#### Section du document:
B. UN VIEILLISSEMENT DÉMOGRAPHIQUE MONDIAL QUI BOULEVERSE LA NOTION DE VALEUR ÉCONOMIQUE ET MET EN TENSION LES MODÈLES ÉCONOMIQUES ET SOCIAUX

Les dernières projections démographiques de l'ONU14(*) indiquent que la population mondiale va poursuivre sa croissance pendant 50 à 60 ans, pour passer de 8,2 à 10,3 milliards d'habitants en 2080, avant d'entamer une baisse progressive au tournant du siècle. La population de l'Afrique subsaharienne devrait doubler d'ici 2050. L'Inde, qui compte aujourd'hui 1,4 milliard d'habitants, restera le pays le plus peuplé du monde, devant la Chine.

Dans une centaine de pays, la population en âge de travailler (20-64 ans) va croître jusqu'en 2054, laissant entrevoir pour ceux-ci un « dividende démographique » sous réserve d'un investissement dans l'éducation, la santé et les infrastructures.

La part de quelques régions et pays dans la population mondiale et le poids des jeunes dans leur population en 2020, 2050 et 2100

Source : https://www.diploweb.com/Graphique-La-part-de-quelques-regions-et-pays-dans-la-population-mondiale-et-le-poids-des-jeunes.html

Globalement cependant, en raison de l'espérance de vie croissante15(*) et de la baisse des niveaux de fécondité, la population mondiale vieillit. D'ores et déjà, un habitant sur quatre dans le monde réside dans un pays dont la démographie décline.

En 2018, pour la première fois dans l'histoire du monde, les personnes âgées de 65 ans ou plus étaient plus nombreuses que les enfants de moins de 5 ans. Dès les années 2030, les personnes âgées de plus de 80 ans seront plus nombreuses que les enfants de moins d'un an. En 2080, elles seront plus nombreuses que les moins de 18 ans.

Comme l'affirme Philippe Dessertine, « une population humaine de plus en plus âgée entraînera une évolution forte de la manière de penser le système économique et la valeur des différents actifs économiques ; cela a déjà commencé »16(*).

La proportion décroissante de la population en âge de travailler exercera une pression grandissante sur les systèmes de protection sociale (santé, retraite, dépendance) : le ratio de soutien potentiel, qui compare le nombre de personnes en âge de travailler à celui des plus de 65 ans, diminue dans le monde entier.

C. DÉRÈGLEMENT CLIMATIQUE ET HABITABILITÉ DU MONDE : LA PERSPECTIVE D'UNE INSOLVABILITÉ PLANÉTAIRE ?

#### Bloc de données:
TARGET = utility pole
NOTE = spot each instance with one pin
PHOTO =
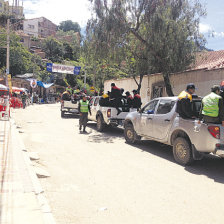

#### Actions requises:
1. Citez tout le passage sur le vieillissement démographique, de « La proportion décroissante » jusqu'à « le monde entier. ».
2. Répondez à ces questions sur le passage consacré au vieillissement démographique.
(a) Combien d'habitants la population mondiale devrait-elle compter en 2080 ?
(b) En quelle année les personnes de 65 ans ou plus ont-elles été pour la première fois plus nombreuses que les enfants de moins de 5 ans ?
(c) Quelle tranche d'âge correspond à la population en âge de travailler ?
Les données n'ont aucun rôle à jouer ici.

#### Réponses dans l'ordre:
1.
La proportion décroissante de la population en âge de travailler exercera une pression grandissante sur les systèmes de protection sociale (santé, retraite, dépendance) : le ratio de soutien potentiel, qui compare le nombre de personnes en âge de travailler à celui des plus de 65 ans, diminue dans le monde entier.

2.
(a) 10,3 milliards d'habitants.
(b) En 2018.
(c) Les 20-64 ans.